◆ **What needs to be done**:
Retype all material exactly. Pictures stay out of the copy.

◆ **Extracted records**:
┌──

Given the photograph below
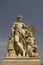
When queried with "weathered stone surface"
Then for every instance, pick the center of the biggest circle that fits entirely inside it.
(22, 48)
(21, 61)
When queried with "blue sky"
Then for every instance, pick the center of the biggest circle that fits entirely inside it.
(32, 12)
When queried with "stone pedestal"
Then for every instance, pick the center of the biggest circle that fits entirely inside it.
(21, 61)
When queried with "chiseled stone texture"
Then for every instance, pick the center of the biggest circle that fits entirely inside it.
(21, 61)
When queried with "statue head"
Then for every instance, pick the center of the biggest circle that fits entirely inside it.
(19, 18)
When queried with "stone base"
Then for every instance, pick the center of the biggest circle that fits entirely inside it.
(21, 61)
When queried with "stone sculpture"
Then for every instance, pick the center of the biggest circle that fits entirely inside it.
(21, 40)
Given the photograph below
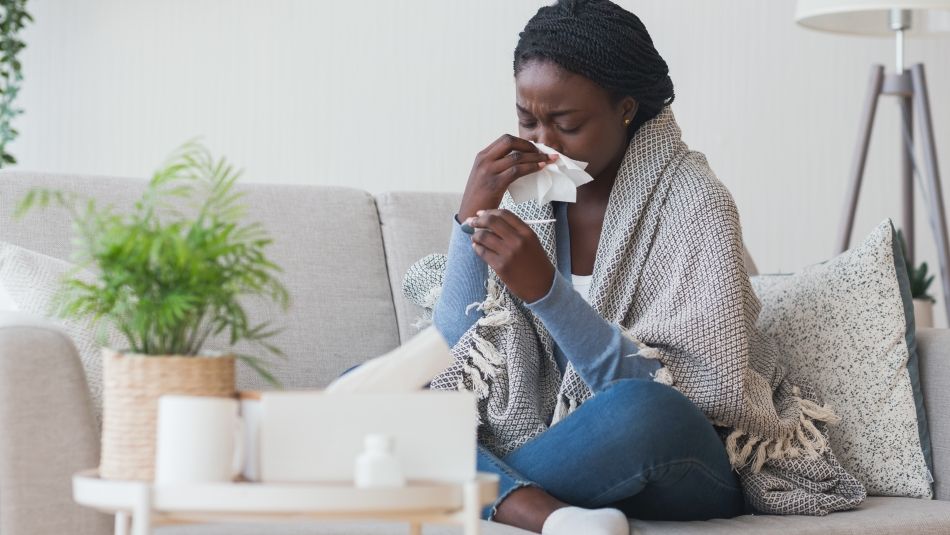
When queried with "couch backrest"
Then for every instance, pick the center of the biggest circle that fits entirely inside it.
(414, 224)
(326, 239)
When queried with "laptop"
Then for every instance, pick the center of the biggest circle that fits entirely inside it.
(315, 437)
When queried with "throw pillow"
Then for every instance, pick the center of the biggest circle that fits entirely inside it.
(30, 280)
(842, 327)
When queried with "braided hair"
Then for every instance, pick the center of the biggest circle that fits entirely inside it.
(605, 43)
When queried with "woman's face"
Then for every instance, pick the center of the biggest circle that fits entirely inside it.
(573, 115)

└──

◆ **Full output**:
Given the photograph below
When queried with "weathered stone surface"
Then for every instance, pick the center of the biggest circle that fits entirely inside it.
(22, 48)
(21, 61)
When queried with "blue sky"
Then for every instance, pick the center of the biggest circle that fits entirely inside it.
(32, 12)
When queried with "stone pedestal"
Then for every instance, pick the center of the biggest circle that fits entirely inside it.
(21, 61)
When queried with "chiseled stone texture"
Then for every instance, pick the center of the biggest circle that fits entirely inside it.
(21, 61)
When queried with "statue head"
Then for every instance, pick the center of the biggest circle that fits entirely inside it.
(19, 18)
When queried with "stone base"
Then for every instance, pick the center of the biggest circle that fits entirely inside it.
(21, 61)
When queried with "stone sculpture"
Then for every instance, pick the center of the biggest circle that fits entirely inside it.
(21, 40)
Given the photograph below
When queried with "couch backrest"
Then for every instance, pick the center of the biggest circle that fits entirely inside it.
(414, 224)
(326, 239)
When queried with "laptop"
Then for every instance, pick the center of the biggest circle that fits entirely inside it.
(315, 437)
When queried with "throw pillow"
Then for every instance, pick the center of the biggest circle that fits entirely inside it.
(30, 280)
(842, 327)
When queried with "braided hair"
Then for every instance, pick the center of the biggest circle that fits entirely inside it.
(605, 43)
When queried with "woman's face"
Then for every instance, pick the center of the biggest circle that fits entirely inside it.
(573, 115)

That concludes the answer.